Your tasks:
a: In the HTCondor mailing-list reply about an out-of-memory event, what changed between versions 8.4.x and 8.6.x?
b: Resume the HTCondor mailing-list reply on the out-of-memory event, starting right after its final sentence.

Excerpt provided:
[Date Prev][Date Next][Thread Prev][Thread Next][Date Index][Thread Index]

Re: [HTCondor-users] out-of-memory event?



On Thu, Oct 12, 2017 at 11:11 AM, Todd Tannenbaum <tannenba@xxxxxxxxxxx> wrote:
>
> Assuming you are on Linux... One thing that changed between v8.4.x and
> v8.6.x is in v8.6.x cgroup support is enabled by default which allows
> HTCondor to more accurately track the amount of memory your job uses during
> its lifetime.  On an execute node that put your job on hold, what does
>   condor_config_val -dump CGROUP PREEMPT
> say?  I am interested in values for CGROUP_MEMORY_LIMIT_POLICY and
> BASE_CGROUP (see the Manual for details on these knobs), or if your machines
> are configured to PREEMPT jobs that use more memory than provisioned in the
> slot.  These settings could tell HTCondor to put jobs on hold that use more
> memory than allocated in the slot.

Dataset excerpts:
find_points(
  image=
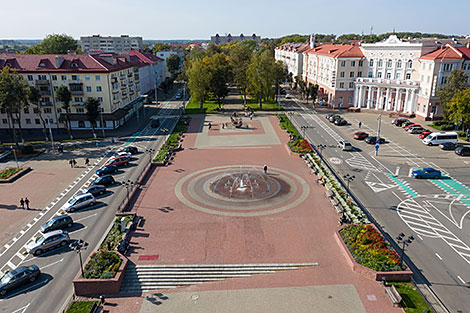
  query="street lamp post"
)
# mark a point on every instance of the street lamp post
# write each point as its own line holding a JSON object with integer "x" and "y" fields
{"x": 78, "y": 246}
{"x": 405, "y": 242}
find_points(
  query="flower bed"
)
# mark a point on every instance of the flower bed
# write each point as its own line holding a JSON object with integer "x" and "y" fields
{"x": 370, "y": 249}
{"x": 102, "y": 264}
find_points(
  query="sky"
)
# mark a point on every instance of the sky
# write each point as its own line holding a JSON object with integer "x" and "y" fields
{"x": 200, "y": 19}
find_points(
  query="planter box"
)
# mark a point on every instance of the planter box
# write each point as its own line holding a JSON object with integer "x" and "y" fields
{"x": 16, "y": 176}
{"x": 100, "y": 286}
{"x": 367, "y": 272}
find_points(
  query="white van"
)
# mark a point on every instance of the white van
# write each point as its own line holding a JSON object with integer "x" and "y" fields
{"x": 438, "y": 138}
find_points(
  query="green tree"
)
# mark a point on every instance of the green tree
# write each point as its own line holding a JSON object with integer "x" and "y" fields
{"x": 241, "y": 58}
{"x": 34, "y": 96}
{"x": 458, "y": 108}
{"x": 198, "y": 81}
{"x": 173, "y": 65}
{"x": 54, "y": 44}
{"x": 92, "y": 106}
{"x": 457, "y": 81}
{"x": 64, "y": 95}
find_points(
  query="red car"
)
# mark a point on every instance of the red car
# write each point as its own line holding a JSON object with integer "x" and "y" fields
{"x": 360, "y": 135}
{"x": 424, "y": 134}
{"x": 118, "y": 161}
{"x": 412, "y": 125}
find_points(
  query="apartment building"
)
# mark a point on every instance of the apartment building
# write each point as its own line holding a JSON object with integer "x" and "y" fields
{"x": 112, "y": 79}
{"x": 120, "y": 44}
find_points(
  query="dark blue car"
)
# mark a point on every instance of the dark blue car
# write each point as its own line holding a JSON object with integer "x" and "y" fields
{"x": 18, "y": 277}
{"x": 108, "y": 169}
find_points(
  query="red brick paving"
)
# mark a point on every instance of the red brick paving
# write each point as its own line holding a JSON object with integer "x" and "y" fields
{"x": 301, "y": 234}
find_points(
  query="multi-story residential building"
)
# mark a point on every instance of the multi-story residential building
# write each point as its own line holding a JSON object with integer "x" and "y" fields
{"x": 152, "y": 72}
{"x": 97, "y": 43}
{"x": 112, "y": 79}
{"x": 229, "y": 38}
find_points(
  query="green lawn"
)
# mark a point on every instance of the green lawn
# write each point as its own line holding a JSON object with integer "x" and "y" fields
{"x": 412, "y": 301}
{"x": 81, "y": 306}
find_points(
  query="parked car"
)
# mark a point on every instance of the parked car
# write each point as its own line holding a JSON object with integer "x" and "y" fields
{"x": 18, "y": 277}
{"x": 105, "y": 180}
{"x": 360, "y": 135}
{"x": 341, "y": 122}
{"x": 426, "y": 173}
{"x": 448, "y": 146}
{"x": 372, "y": 140}
{"x": 79, "y": 202}
{"x": 95, "y": 190}
{"x": 57, "y": 222}
{"x": 130, "y": 149}
{"x": 346, "y": 145}
{"x": 118, "y": 161}
{"x": 463, "y": 151}
{"x": 48, "y": 241}
{"x": 107, "y": 169}
{"x": 425, "y": 134}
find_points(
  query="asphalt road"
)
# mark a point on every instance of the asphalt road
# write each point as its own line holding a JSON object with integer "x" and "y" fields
{"x": 54, "y": 287}
{"x": 434, "y": 211}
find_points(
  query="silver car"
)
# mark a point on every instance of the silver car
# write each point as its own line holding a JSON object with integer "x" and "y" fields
{"x": 47, "y": 241}
{"x": 79, "y": 202}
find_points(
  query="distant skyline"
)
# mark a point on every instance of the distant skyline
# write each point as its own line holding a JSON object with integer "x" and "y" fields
{"x": 188, "y": 19}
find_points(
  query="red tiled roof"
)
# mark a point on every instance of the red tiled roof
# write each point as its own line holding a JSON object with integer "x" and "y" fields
{"x": 337, "y": 51}
{"x": 448, "y": 52}
{"x": 102, "y": 62}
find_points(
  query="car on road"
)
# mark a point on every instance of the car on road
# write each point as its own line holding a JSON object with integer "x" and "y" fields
{"x": 105, "y": 180}
{"x": 463, "y": 151}
{"x": 360, "y": 135}
{"x": 95, "y": 190}
{"x": 48, "y": 241}
{"x": 448, "y": 146}
{"x": 130, "y": 149}
{"x": 341, "y": 122}
{"x": 118, "y": 161}
{"x": 372, "y": 140}
{"x": 18, "y": 277}
{"x": 107, "y": 169}
{"x": 426, "y": 172}
{"x": 57, "y": 222}
{"x": 79, "y": 202}
{"x": 346, "y": 146}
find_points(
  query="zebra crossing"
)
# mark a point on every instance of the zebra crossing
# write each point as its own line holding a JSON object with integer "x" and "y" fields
{"x": 421, "y": 221}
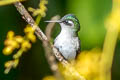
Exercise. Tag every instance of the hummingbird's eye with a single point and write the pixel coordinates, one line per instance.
(68, 22)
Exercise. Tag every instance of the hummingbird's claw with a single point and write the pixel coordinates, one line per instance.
(58, 21)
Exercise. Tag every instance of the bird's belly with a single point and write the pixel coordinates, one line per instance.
(67, 48)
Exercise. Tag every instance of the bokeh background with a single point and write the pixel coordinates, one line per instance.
(33, 65)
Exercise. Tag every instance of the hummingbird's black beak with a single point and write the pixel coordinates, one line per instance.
(58, 21)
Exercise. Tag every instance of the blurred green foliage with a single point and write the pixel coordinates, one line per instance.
(33, 65)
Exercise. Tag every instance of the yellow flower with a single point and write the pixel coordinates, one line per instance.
(49, 78)
(7, 50)
(10, 35)
(18, 39)
(26, 45)
(31, 37)
(16, 61)
(8, 64)
(28, 29)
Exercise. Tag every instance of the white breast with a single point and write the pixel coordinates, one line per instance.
(67, 44)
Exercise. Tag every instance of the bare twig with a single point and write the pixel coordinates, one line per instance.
(26, 16)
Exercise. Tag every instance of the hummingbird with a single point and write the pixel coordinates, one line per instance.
(67, 41)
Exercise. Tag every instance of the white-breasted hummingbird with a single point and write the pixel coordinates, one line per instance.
(67, 42)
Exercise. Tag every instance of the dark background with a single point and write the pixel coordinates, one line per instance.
(33, 65)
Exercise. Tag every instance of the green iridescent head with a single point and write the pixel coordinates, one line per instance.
(71, 20)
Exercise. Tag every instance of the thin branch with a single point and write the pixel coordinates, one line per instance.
(26, 16)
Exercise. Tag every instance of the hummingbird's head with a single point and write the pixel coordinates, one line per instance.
(70, 22)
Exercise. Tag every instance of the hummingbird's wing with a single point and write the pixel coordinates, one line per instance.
(79, 49)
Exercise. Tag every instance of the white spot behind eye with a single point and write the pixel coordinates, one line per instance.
(70, 22)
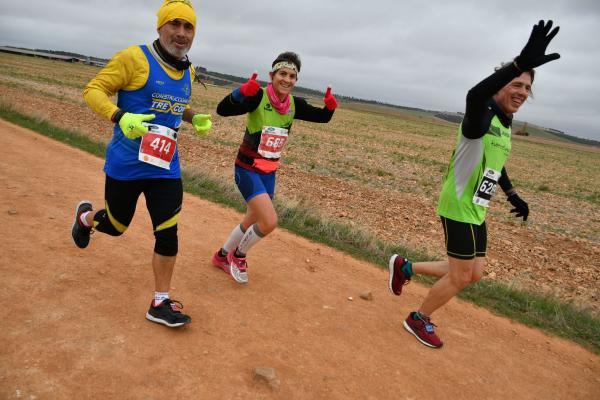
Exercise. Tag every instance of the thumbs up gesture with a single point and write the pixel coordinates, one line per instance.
(251, 87)
(329, 100)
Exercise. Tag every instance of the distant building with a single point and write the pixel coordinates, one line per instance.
(35, 53)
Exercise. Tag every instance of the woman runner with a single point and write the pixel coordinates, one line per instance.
(270, 113)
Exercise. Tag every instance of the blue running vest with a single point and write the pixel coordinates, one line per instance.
(162, 96)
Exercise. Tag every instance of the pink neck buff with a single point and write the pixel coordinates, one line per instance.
(282, 107)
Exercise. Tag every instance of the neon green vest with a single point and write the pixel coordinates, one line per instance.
(472, 176)
(266, 115)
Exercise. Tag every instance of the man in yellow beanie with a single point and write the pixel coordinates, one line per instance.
(153, 84)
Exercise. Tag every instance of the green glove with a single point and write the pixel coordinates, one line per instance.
(131, 124)
(202, 123)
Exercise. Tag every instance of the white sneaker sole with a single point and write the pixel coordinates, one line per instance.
(239, 277)
(163, 322)
(75, 219)
(409, 329)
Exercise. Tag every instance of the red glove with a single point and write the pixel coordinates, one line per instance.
(329, 100)
(251, 87)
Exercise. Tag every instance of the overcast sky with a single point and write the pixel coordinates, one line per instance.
(424, 54)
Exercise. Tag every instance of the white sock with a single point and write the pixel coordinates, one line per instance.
(235, 237)
(251, 237)
(159, 297)
(83, 219)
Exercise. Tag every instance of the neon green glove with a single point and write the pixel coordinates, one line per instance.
(202, 123)
(131, 124)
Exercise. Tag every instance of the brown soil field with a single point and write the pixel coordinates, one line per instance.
(77, 330)
(384, 157)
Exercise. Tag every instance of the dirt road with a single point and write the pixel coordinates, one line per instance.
(74, 326)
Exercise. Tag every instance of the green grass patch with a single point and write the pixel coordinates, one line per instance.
(72, 138)
(543, 312)
(538, 311)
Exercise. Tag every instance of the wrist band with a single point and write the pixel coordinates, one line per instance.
(117, 116)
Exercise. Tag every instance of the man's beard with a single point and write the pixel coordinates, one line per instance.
(175, 52)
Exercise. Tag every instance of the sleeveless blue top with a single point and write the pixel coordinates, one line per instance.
(162, 96)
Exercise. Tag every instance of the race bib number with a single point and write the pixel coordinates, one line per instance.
(272, 141)
(158, 146)
(486, 188)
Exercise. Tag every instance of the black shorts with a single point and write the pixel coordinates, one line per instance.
(163, 200)
(464, 241)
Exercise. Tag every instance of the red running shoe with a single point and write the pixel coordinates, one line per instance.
(420, 325)
(237, 267)
(397, 277)
(220, 261)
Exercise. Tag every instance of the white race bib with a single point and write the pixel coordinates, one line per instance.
(272, 140)
(487, 187)
(158, 146)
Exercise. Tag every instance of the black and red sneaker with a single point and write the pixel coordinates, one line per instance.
(420, 325)
(397, 276)
(168, 312)
(80, 232)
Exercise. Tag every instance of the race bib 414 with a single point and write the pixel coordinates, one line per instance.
(158, 146)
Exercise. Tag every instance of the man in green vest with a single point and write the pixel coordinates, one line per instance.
(475, 171)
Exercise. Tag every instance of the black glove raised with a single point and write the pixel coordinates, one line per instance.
(534, 53)
(520, 206)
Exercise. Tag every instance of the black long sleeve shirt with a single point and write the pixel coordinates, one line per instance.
(481, 108)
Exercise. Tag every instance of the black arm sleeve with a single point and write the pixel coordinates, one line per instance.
(504, 181)
(306, 112)
(229, 107)
(475, 123)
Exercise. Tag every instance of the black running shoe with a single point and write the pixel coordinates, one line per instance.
(168, 313)
(80, 232)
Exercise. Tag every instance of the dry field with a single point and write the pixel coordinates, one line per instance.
(379, 169)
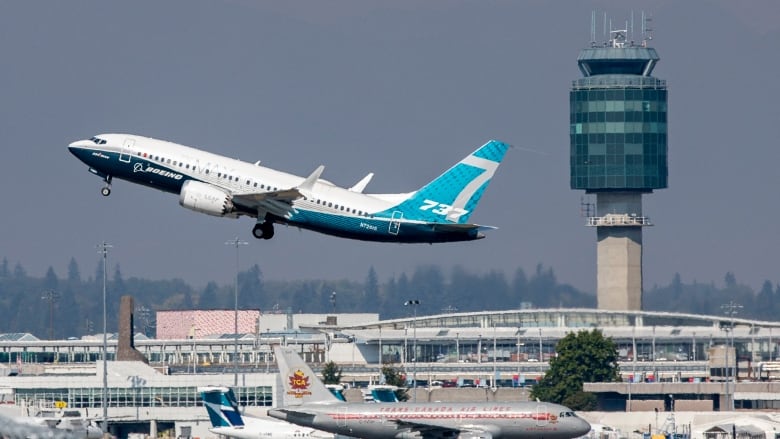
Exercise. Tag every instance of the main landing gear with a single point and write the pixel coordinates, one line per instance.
(106, 190)
(264, 230)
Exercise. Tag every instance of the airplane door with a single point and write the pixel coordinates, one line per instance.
(395, 222)
(342, 421)
(127, 150)
(542, 417)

Set of answers:
a: In v8.6.x, cgroup support is enabled by default, which lets HTCondor track a job's memory use more accurately over its lifetime.

b:
yes this is linux, rhel 7.4 to be specific

cgroup_preempt doesn't show up

base_cgroup = htcondor
cgroup_memory_limit_policy = none

we actually set preempt to false everywhere.  we don't want jobs to
preempt for any reason unless a person specifically says to.

> So what is likely happening is your job is using more memory than allocated
> to the slot, and you will need to increase the value in your job submit file
> for request_memory.

yes, i agree that is very likely to be what's happening.  our users
are pretty bad at accurately specifying memory requests.  they get
pretty close, which is generally good enough, but guess condor is now
enforcing more stringently.